### Вопросы
[a] Объясните по фрагменту о Бунине, почему именно в эмиграции писатель обрёл небывалую свободу.
[b] Перечислите всё, чем, согласно фрагменту о Бунине, писатель был связан в прошлом.
[c] Верните дословно часть фрагмента о Бунине от «Как ни странно, но» до «обрел абсолютную свободу.».

### Текст для анализа
══════
Первая стадия преображения – память – оказывается, таким образом, не только одним из возможных, но и абсолютно неизбежным субстратом творчества. Но теперь, в эмиграции, и сама память качественно изменилась, она вступила в совершенно новые отношения с фантазией, с подсознанием и с сумеречными онейрическими состояниями, и творчество Бунина в этот последний период, как мы увидим, обрело совершенно новый характер. В эмиграции, им созданы произведения совершенно уникальные, не имеющие аналогов во всей русской литературе.
Как ни странно, но именно теперь Бунин обрел вдруг небывалую свободу, позволившую ему идти по собственному пути до конца. В прошлом он был связан стеснительными общественными отношениями, практическими расчетами, литературной борьбой, прогрессистской критикой, господствующими мнениями и, хотя он всегда противостоял всему этому и старался отстоять свой путь, он, как писатель, всё же, часто бессознательно, был обусловлен всем этим. Теперь в своем одиночестве он обрел абсолютную свободу.
Начиная с 1923 года, Бунин жил почти постоянно на юге Франции, в Грассе, сначала на вилле Монфлери, затем на вилле Бельведер и, наконец, на вилле Жанет, наезжая в Париж лишь на короткие периоды зимой. Здесь, в приморских Альпах, он вернулся к тому образу жизни, который был так дорог ему и в России. Вдали от городского шума и суеты, на одинокой вилле, расположенной на живописном холме, с которого открывался чудный вид на море, среди сосен, пальм и олив, он целиком погружался в то, что Пушкин назвал «творческими снами». Эти «сны» были необычайно ярки и интенсивны. В эти годы творения Бунина обретают глубину и «раптус» подлинно орфического искусства. Интересно свидетельство Степуна: «Хорошо помню, как однажды, уже после полуночи, я шел мимо его дачи. Увидав в окне свет, я посвистел. Он быстро сбежал по лестнице, еще полный той жизни, которую творил, и словно не отрываясь от рукописи, продолжал писать вслух. Это была непередаваемая ворожба: он исходил светом вдохновения, был как облаком охвачен им»578
. Аналогичное свидетельство находим и у Галины Кузнецовой579.
══════
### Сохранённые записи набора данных
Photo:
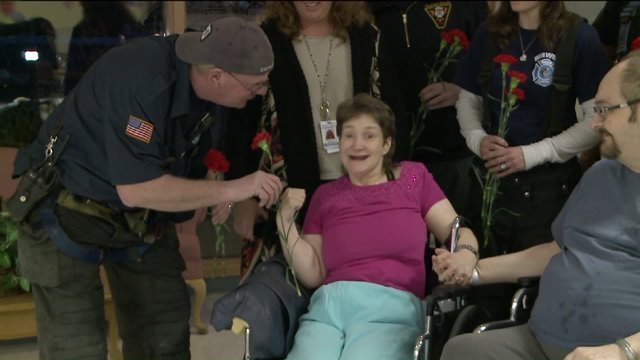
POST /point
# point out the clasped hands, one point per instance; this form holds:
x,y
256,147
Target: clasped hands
x,y
499,158
454,268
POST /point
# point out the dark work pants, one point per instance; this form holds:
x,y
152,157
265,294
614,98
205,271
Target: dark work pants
x,y
529,203
514,343
150,297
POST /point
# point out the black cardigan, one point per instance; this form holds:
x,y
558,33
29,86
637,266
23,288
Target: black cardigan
x,y
295,120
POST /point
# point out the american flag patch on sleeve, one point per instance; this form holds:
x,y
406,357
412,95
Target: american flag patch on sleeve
x,y
139,129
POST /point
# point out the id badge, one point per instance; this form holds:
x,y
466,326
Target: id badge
x,y
329,131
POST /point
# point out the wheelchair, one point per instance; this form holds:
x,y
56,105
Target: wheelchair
x,y
449,304
448,312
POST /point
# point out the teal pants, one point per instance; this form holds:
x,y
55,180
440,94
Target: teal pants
x,y
351,320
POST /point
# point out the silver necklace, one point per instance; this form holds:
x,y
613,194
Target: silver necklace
x,y
523,57
324,103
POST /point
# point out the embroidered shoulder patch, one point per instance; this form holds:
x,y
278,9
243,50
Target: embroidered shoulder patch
x,y
139,129
439,13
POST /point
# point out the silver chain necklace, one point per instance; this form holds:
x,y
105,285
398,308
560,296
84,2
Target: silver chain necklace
x,y
523,57
324,103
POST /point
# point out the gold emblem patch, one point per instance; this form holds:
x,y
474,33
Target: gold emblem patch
x,y
439,13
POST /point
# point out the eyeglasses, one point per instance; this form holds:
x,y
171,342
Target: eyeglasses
x,y
253,89
602,110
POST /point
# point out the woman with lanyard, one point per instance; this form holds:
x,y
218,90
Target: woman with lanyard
x,y
537,168
325,53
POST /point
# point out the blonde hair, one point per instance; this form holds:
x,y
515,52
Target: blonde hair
x,y
630,80
342,15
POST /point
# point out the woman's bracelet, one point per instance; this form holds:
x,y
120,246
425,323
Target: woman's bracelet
x,y
475,278
473,250
628,350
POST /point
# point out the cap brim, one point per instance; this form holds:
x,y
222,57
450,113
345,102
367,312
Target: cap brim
x,y
187,47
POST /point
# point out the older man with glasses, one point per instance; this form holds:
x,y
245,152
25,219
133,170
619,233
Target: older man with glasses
x,y
588,306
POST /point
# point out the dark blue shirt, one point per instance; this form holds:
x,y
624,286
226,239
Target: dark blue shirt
x,y
526,123
141,83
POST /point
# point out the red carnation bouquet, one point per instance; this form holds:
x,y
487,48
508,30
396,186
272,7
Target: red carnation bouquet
x,y
510,94
217,162
262,141
451,43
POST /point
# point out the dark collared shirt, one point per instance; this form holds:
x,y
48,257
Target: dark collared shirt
x,y
128,117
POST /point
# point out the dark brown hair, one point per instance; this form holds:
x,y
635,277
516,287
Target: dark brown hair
x,y
342,15
555,22
365,104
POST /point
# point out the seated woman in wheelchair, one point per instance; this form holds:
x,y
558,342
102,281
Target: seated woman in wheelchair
x,y
363,243
588,305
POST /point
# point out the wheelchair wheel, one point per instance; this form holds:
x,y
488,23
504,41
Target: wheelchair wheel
x,y
468,319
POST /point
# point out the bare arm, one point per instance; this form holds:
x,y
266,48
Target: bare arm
x,y
303,253
170,193
457,266
510,267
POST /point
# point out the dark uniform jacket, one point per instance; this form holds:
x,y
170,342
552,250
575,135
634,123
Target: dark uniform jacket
x,y
295,120
127,117
413,62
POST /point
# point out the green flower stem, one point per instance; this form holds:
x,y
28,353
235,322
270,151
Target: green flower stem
x,y
492,181
291,277
220,247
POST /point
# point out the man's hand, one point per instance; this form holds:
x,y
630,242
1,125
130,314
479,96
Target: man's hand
x,y
220,213
292,201
604,352
267,187
501,159
453,268
439,95
245,214
506,161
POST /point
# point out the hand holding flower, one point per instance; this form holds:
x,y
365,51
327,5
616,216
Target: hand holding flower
x,y
511,157
439,95
490,144
220,213
291,201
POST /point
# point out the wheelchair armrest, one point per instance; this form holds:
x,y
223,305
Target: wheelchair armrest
x,y
494,325
529,281
449,290
521,305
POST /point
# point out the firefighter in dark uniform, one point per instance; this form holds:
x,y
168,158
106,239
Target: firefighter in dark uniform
x,y
135,130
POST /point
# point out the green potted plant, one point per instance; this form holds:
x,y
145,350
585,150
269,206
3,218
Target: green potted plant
x,y
20,122
10,279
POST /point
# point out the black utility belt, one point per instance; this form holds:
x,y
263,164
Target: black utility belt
x,y
135,220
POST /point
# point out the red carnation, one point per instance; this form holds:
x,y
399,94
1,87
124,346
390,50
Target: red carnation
x,y
522,77
446,36
505,59
519,93
260,140
635,44
457,33
216,161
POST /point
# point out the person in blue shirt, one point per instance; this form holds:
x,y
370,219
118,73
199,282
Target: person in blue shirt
x,y
137,125
587,306
535,162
══════
### Ответы по заданиям
[a] В прошлом Бунин был связан общественными отношениями, практическими расчётами, литературной борьбой, прогрессистской критикой и господствующими мнениями. Хотя он им противостоял, как писатель он всё же был ими обусловлен. В эмиграции, в одиночестве, эта зависимость исчезла, и он обрёл абсолютную свободу.

[b]
- стеснительные общественные отношения
- практические расчёты
- литературная борьба
- прогрессистская критика
- господствующие мнения

[c]
Как ни странно, но именно теперь Бунин обрел вдруг небывалую свободу, позволившую ему идти по собственному пути до конца. В прошлом он был связан стеснительными общественными отношениями, практическими расчетами, литературной борьбой, прогрессистской критикой, господствующими мнениями и, хотя он всегда противостоял всему этому и старался отстоять свой путь, он, как писатель, всё же, часто бессознательно, был обусловлен всем этим. Теперь в своем одиночестве он обрел абсолютную свободу.